**Your assignment**
For each line of the listing, output an exact copy.
>>>>>
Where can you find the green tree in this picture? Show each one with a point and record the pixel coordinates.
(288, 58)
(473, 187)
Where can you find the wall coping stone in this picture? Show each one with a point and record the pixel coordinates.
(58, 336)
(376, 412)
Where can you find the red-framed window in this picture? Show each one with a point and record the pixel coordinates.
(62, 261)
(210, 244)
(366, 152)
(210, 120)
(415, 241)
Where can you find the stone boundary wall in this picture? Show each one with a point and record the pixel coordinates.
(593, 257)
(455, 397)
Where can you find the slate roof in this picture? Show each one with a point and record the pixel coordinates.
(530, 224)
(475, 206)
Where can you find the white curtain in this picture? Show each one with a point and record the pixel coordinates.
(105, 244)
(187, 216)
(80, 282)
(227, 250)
<<<<<
**Solution below**
Where can you find the green tree in this picture? Show each one with a point and record the pixel coordinates.
(288, 58)
(473, 187)
Where can you find the wall coping stone in this picture? Show each one with a point and record the pixel coordinates.
(58, 336)
(376, 412)
Where can you find the red-framed window in this picture? Show each one with a point and record the pixel coordinates.
(62, 261)
(210, 244)
(366, 152)
(210, 120)
(415, 241)
Where can you find the stone boundary wall in this picture? Show each one with a point and record the pixel coordinates.
(593, 257)
(455, 397)
Where can you find the slate roof in this picture? Show each one with a point and record the pixel coordinates.
(530, 224)
(475, 206)
Where can you find the white curtain in this picture? Show each one with a point and record the pixel coordinates.
(105, 244)
(187, 216)
(80, 282)
(227, 250)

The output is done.